- [WRITTEN EXERCISE]: In the entries below, recast the lines between the one holding "Instruction set for" and the one holding "[1050,121,1175,209]", inclusive, as a Markdown table with the columns Row and Line. Number each line in Row and leave out any blank lines.

- [DATASET RECORDS]:
++++++++++

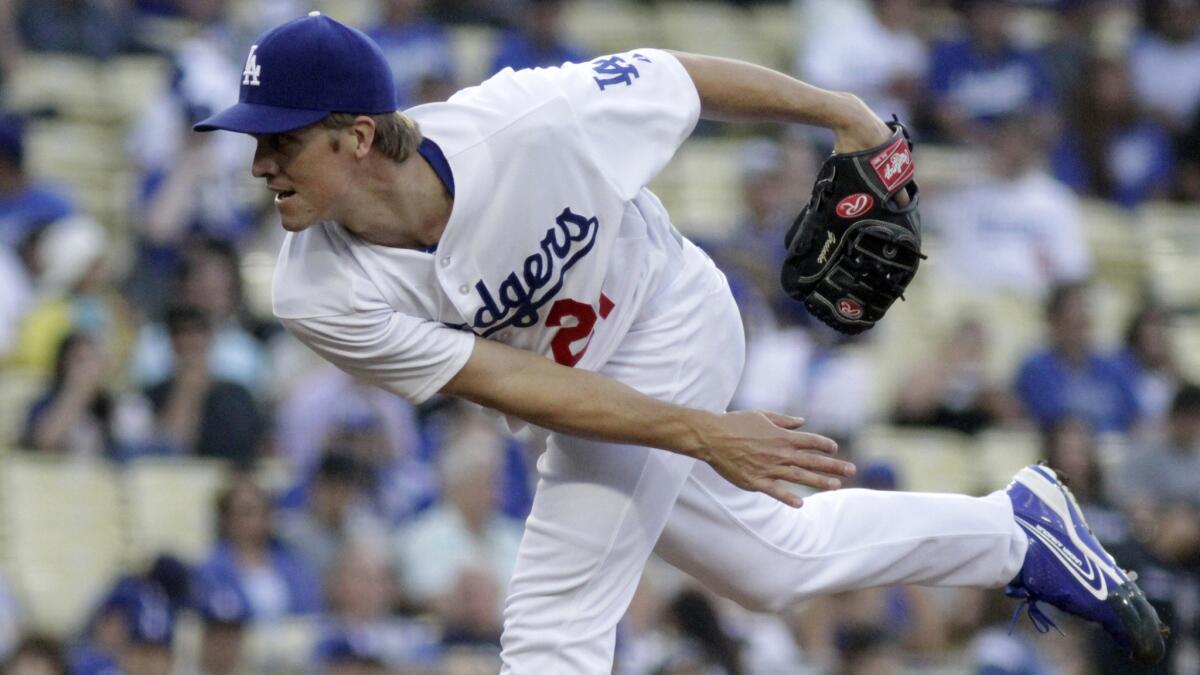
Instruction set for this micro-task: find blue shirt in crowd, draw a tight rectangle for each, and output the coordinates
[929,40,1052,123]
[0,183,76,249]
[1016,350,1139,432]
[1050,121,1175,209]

++++++++++

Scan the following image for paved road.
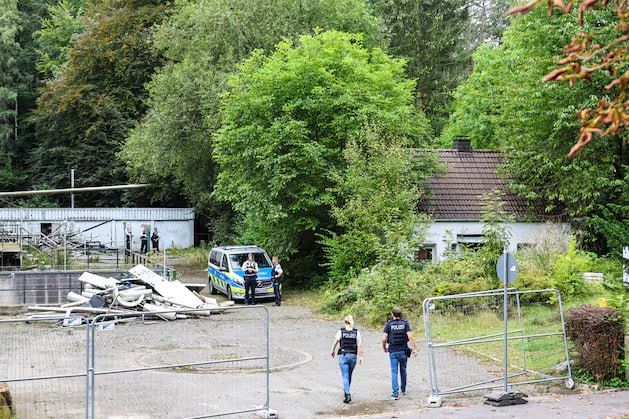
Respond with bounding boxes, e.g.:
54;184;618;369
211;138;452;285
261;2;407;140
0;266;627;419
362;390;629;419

++++++++++

- [RESPONSE TO THE TASK]:
| Row | Line |
|---|---|
| 1 | Instruction set for this micro-task: find blue shirt in crowd, draw a tight rectangle for each, and output the coordinates |
| 2 | [929,40,1052,123] |
| 3 | [0,183,76,249] |
| 4 | [1016,350,1139,432] |
| 5 | [1050,121,1175,209] |